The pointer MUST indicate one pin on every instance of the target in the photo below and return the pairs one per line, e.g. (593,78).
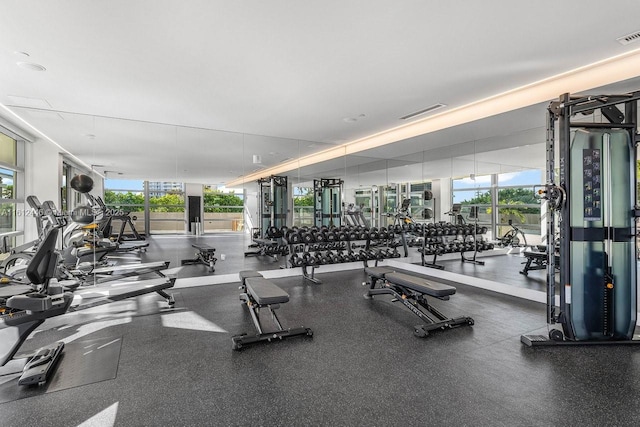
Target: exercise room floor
(363,366)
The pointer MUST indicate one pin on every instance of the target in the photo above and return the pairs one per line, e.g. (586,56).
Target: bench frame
(205,255)
(238,341)
(418,304)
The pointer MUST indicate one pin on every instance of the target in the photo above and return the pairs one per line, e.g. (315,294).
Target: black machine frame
(273,211)
(560,233)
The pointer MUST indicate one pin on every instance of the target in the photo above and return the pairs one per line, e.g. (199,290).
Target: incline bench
(412,291)
(257,293)
(205,255)
(537,260)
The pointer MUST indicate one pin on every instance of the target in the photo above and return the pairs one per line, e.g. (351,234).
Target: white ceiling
(192,90)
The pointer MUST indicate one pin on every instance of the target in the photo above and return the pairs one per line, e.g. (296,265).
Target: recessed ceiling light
(25,101)
(31,66)
(629,38)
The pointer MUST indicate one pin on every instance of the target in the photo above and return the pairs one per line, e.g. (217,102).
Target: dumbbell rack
(313,247)
(271,246)
(444,237)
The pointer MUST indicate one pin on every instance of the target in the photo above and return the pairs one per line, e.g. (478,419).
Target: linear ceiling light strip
(600,73)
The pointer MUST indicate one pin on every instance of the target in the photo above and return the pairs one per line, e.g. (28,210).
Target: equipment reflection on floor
(364,366)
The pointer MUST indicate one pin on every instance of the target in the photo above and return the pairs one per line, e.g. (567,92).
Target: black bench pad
(245,274)
(265,292)
(7,291)
(377,272)
(420,285)
(535,255)
(203,247)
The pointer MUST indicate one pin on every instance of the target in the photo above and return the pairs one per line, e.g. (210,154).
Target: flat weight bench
(258,293)
(412,291)
(205,255)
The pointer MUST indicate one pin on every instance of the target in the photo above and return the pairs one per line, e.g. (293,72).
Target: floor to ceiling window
(500,201)
(10,167)
(223,210)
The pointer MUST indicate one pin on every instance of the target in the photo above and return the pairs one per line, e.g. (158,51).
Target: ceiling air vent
(423,111)
(629,38)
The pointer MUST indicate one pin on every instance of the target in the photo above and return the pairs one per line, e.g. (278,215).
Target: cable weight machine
(591,229)
(327,205)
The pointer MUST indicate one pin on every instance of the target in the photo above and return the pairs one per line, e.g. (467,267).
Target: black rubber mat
(82,363)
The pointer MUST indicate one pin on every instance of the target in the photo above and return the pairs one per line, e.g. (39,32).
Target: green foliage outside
(306,200)
(214,201)
(217,201)
(6,209)
(508,196)
(130,201)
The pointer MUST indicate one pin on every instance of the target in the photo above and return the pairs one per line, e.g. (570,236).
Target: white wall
(442,193)
(43,165)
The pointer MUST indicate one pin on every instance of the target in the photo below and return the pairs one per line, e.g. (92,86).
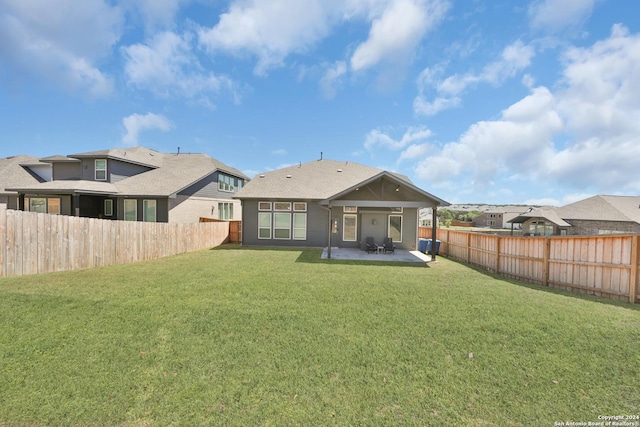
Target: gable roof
(169,173)
(319,180)
(14,173)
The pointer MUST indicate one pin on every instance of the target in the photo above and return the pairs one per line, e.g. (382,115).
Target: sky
(499,102)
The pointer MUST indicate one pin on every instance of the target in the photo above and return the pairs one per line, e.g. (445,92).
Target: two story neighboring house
(136,184)
(498,217)
(596,215)
(18,171)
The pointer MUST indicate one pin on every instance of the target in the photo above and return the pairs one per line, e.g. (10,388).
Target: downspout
(434,232)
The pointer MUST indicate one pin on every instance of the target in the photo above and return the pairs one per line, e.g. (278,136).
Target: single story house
(18,171)
(135,184)
(328,203)
(595,215)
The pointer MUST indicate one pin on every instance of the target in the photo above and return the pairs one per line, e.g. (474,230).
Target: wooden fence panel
(40,243)
(607,266)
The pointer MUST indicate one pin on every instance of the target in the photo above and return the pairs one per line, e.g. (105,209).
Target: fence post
(498,239)
(633,278)
(545,267)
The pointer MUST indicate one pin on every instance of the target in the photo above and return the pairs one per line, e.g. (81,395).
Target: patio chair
(388,245)
(370,245)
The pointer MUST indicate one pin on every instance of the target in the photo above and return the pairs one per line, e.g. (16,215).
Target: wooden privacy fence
(41,243)
(601,265)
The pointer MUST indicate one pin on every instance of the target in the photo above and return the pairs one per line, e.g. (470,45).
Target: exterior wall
(317,226)
(67,170)
(369,222)
(184,209)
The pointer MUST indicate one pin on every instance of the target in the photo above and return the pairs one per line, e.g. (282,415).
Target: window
(395,227)
(350,228)
(299,207)
(108,207)
(281,225)
(53,206)
(149,208)
(101,169)
(225,211)
(38,204)
(225,183)
(130,210)
(49,205)
(264,225)
(282,206)
(299,226)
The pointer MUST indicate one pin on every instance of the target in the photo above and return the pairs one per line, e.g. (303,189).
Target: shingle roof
(317,180)
(596,208)
(13,174)
(169,173)
(603,208)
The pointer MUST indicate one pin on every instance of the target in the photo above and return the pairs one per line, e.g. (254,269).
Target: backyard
(238,336)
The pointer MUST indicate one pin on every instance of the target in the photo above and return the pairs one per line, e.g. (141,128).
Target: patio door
(374,225)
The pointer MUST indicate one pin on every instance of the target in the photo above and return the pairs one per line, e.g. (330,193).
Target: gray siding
(208,187)
(67,171)
(317,226)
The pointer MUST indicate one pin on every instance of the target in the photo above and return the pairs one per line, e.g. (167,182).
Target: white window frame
(299,233)
(278,206)
(268,228)
(276,228)
(344,228)
(389,227)
(96,169)
(135,210)
(146,204)
(108,207)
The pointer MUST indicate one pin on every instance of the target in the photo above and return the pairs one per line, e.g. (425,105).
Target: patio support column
(329,234)
(434,232)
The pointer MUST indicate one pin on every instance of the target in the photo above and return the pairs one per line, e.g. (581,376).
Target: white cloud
(514,58)
(166,66)
(395,34)
(136,123)
(555,15)
(378,138)
(271,31)
(46,41)
(332,79)
(584,134)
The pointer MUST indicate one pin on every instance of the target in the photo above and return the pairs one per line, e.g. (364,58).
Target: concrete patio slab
(360,255)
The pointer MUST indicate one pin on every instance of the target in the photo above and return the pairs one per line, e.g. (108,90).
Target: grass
(237,336)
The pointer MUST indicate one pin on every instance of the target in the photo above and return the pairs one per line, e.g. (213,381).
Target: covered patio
(399,255)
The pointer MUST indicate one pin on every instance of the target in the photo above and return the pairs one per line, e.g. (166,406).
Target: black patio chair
(388,245)
(370,245)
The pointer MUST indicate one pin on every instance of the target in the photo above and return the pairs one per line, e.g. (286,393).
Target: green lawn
(237,336)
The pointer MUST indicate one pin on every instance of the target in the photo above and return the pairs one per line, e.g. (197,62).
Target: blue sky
(476,101)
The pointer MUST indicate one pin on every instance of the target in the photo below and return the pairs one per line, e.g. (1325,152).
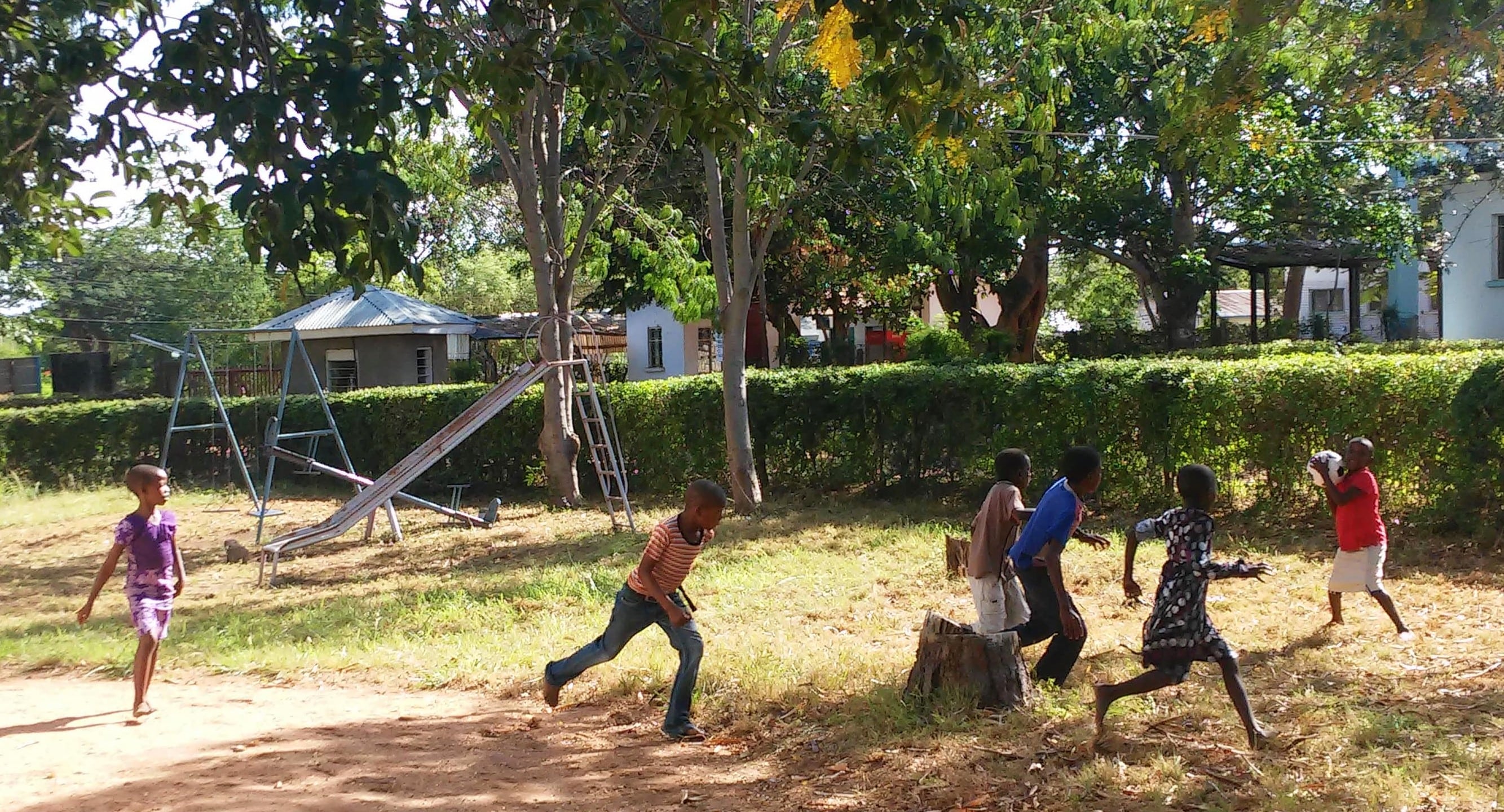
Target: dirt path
(68,743)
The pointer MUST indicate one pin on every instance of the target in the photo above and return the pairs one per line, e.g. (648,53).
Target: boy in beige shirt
(989,571)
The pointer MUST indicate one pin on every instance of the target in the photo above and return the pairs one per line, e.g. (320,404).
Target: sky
(100,174)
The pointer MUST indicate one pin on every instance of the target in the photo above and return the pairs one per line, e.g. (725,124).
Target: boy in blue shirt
(1037,558)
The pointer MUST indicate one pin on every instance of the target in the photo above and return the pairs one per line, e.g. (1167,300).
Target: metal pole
(224,416)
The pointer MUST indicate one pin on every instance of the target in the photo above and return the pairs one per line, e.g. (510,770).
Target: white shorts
(999,605)
(1359,571)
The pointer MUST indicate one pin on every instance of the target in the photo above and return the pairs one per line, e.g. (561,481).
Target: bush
(936,345)
(1437,422)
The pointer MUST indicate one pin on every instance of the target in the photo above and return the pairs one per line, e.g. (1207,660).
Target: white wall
(1471,291)
(638,324)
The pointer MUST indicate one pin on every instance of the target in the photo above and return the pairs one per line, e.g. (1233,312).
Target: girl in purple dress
(154,573)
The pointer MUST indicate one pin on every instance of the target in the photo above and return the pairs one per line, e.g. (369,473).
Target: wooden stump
(957,551)
(952,657)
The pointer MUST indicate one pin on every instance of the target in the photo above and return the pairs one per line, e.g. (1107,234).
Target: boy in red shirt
(1361,539)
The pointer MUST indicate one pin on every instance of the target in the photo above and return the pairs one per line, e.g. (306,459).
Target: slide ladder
(593,402)
(400,476)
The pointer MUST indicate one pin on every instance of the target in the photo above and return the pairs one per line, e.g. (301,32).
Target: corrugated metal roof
(377,307)
(518,325)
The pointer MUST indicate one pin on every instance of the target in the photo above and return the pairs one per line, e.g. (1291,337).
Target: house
(381,339)
(1324,297)
(1473,274)
(662,346)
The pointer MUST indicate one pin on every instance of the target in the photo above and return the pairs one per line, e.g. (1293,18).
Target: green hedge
(910,425)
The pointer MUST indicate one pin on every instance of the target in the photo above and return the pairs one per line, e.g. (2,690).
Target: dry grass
(810,616)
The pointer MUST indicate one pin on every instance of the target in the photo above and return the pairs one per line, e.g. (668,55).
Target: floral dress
(1178,632)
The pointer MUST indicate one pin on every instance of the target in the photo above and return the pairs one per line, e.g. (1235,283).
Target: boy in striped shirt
(652,598)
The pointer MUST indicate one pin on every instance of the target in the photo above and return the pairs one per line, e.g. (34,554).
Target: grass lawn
(810,616)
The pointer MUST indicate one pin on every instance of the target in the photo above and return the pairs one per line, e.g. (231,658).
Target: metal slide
(411,467)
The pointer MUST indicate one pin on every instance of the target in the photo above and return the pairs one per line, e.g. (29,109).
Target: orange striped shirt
(674,555)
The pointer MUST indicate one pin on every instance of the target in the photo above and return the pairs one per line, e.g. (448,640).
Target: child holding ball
(1361,539)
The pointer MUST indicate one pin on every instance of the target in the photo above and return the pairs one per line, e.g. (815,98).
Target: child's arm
(1131,589)
(650,558)
(1070,619)
(183,573)
(1336,497)
(1094,540)
(106,571)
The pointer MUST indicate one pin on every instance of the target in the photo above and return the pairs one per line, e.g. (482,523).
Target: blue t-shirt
(1055,519)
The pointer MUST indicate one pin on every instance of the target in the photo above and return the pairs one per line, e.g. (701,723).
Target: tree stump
(957,551)
(952,657)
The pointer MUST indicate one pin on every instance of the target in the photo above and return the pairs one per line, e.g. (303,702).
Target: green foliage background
(1435,418)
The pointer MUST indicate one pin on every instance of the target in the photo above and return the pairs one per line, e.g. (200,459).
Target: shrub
(936,345)
(1437,420)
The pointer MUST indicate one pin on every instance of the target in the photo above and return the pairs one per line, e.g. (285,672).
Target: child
(1178,632)
(154,573)
(650,596)
(995,582)
(1361,539)
(1037,557)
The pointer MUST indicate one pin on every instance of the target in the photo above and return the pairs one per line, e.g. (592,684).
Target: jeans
(1044,623)
(632,614)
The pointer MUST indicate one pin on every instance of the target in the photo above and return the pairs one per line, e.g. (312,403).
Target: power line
(1338,142)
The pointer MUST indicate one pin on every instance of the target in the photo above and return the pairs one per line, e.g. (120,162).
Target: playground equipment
(192,352)
(590,398)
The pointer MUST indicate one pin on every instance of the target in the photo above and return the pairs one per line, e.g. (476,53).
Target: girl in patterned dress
(1178,632)
(154,573)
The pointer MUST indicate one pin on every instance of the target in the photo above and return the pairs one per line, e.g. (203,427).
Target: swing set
(592,399)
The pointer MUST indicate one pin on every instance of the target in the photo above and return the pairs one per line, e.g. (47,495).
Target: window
(1498,247)
(655,348)
(707,351)
(341,373)
(1327,301)
(425,364)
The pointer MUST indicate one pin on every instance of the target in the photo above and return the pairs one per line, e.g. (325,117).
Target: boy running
(652,598)
(989,571)
(1361,537)
(1037,557)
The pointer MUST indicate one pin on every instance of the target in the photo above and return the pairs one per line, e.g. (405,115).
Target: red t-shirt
(1359,522)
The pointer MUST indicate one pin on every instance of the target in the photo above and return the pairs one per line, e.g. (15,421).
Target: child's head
(1360,454)
(704,503)
(1013,467)
(149,485)
(1083,468)
(1198,486)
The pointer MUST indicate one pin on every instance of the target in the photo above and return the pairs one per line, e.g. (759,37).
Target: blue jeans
(634,614)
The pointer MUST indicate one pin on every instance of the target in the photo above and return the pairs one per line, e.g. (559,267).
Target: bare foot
(1103,703)
(1259,738)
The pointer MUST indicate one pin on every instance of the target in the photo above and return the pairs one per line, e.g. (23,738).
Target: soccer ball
(1331,461)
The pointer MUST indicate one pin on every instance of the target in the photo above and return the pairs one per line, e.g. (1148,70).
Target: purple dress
(149,578)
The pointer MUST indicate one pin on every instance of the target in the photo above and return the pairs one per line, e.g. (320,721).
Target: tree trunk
(957,553)
(1025,297)
(952,659)
(745,486)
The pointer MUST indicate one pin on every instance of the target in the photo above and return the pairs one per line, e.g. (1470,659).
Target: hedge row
(1437,420)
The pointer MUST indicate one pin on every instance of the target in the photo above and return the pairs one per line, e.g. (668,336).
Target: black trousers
(1044,623)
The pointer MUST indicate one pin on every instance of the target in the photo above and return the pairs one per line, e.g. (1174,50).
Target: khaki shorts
(999,603)
(1359,571)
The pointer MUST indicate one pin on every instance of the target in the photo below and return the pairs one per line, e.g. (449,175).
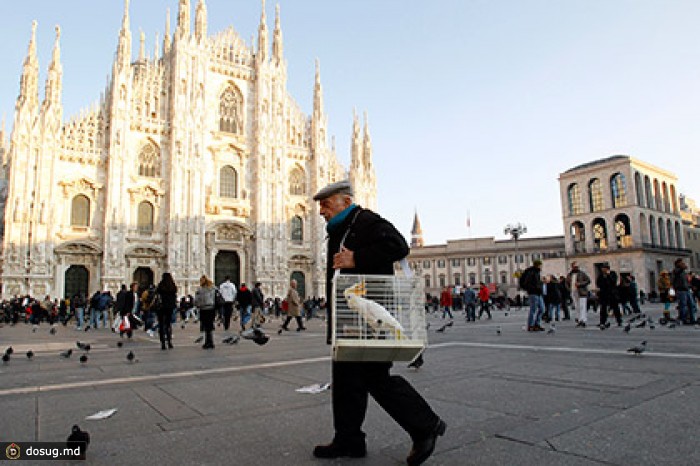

• • • • •

TASK:
Every line containing the word "below" should be copied from the material.

ANSWER SECTION:
The pointer MUST indicate one pin on every instance of the target in the photo below and return the pairs one per line, e.g. (593,78).
The pointer MUST indicate one pin on every instance of the target in the photo below and return the pairs one per line, e.g. (92,86).
The pointer MUST indicate one pin on every instance of the target in the photo below and return the pairs one per line, e.g. (1325,152).
The pointer MUST indicate one pin on every instance of the target in the photo below and return the pairs one per line, e.g. (449,175).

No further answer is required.